** Opening Exercise data block **

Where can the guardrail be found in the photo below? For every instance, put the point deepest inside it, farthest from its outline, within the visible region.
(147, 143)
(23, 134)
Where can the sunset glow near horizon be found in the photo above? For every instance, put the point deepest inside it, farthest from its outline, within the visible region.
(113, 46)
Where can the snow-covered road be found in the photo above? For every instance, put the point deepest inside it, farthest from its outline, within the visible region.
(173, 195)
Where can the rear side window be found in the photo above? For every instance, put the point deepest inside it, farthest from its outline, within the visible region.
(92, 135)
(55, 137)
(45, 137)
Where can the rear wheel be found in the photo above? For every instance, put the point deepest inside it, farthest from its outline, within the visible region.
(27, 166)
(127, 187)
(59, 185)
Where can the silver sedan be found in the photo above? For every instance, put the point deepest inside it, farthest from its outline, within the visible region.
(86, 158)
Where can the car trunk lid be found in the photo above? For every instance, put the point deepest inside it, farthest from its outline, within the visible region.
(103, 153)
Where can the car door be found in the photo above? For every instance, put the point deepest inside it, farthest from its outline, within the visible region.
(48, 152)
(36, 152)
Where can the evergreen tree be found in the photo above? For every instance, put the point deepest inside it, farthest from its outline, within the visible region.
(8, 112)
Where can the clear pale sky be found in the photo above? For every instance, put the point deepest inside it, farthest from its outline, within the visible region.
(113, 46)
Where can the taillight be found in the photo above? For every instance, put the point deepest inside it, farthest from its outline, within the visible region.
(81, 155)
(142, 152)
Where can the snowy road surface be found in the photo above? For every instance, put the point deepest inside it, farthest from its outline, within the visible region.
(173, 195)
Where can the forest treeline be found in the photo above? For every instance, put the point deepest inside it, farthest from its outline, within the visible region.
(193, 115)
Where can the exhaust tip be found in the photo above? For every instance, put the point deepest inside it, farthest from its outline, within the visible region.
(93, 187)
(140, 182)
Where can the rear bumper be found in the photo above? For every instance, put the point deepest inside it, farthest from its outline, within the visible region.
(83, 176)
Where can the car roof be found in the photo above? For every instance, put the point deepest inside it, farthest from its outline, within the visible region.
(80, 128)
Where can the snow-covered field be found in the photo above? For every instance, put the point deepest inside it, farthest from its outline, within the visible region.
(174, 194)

** Closing Exercise data block **

◆ **Exercise aim**:
In full and exactly as written, reproduce the records above.

◆ **Finished exercise**:
Where can the guardrail be found in the photo below? For every instance, put the point deepest inside it, farthest from its outline, within the visible region.
(147, 143)
(23, 134)
Where can the sunset glow near horizon be found in the photo above? For every instance, put the point deepest inside it, farthest from its outline, within the visible region.
(113, 46)
Where can the snow-covered road be found in the photo above? For every instance, put the point deepest inside it, farthest from its outline, within the visible region.
(173, 195)
Where can the rear side window be found in the photo above? For every instance, put the point deepest inside it, farthest from its outline, within the visible region.
(92, 135)
(55, 137)
(45, 137)
Where can the rear wheel be found in the photo above? For every instance, put the point deepest inside it, farthest from its outline, within the visible region.
(27, 166)
(127, 187)
(59, 185)
Where can the silver sedan be found in the photo above? For every instance, put the point deepest inside it, farthest from its outline, within the visible region.
(86, 158)
Where can the car trunk lid be found in the photo above? For every instance, put the point deepest inside it, farthest from its outline, within the visible region.
(103, 153)
Where can the car door be found in the photo above? For every instance, put the point deepest inside it, farthest from its outline, within the visible region.
(48, 152)
(36, 152)
Where can the evergreen tree be found in the photo above? For every instance, put the point deepest inside it, farthest from its outline, within the visible region.
(8, 112)
Where can the clear pale sky be found in the photo above? For every instance, put the point deepest inside it, farthest from its outline, within the visible region.
(113, 46)
Where can the taillight be found in the photo above? For every instance, put the point deepest inside it, farthest from its outline, within the visible region.
(81, 155)
(142, 152)
Where can the snowy road surface be found in the photo above? For every instance, put the point deepest inside it, farthest from its outline, within the visible region.
(173, 195)
Where can the forest treeline be found in the photo above? For every instance, put the point deepest inside it, farthest from its outline, within the visible region.
(193, 115)
Where can the exhaust tip be found in the photo above? For every instance, put the point deepest inside it, farthest from its outline, within the visible region.
(93, 187)
(140, 182)
Where can the rear bumper be found in the photo above? For every instance, put the point deepest inside it, farthest from its outline, within the visible region.
(83, 176)
Where can the car roof be found in the photo above? For every instance, put the point deepest inside it, farthest from its outline, within the visible region.
(80, 128)
Where can the snow-covered field be found in the photo above? For every instance, put the point deepest inside it, farthest from its outline, within the visible region.
(174, 194)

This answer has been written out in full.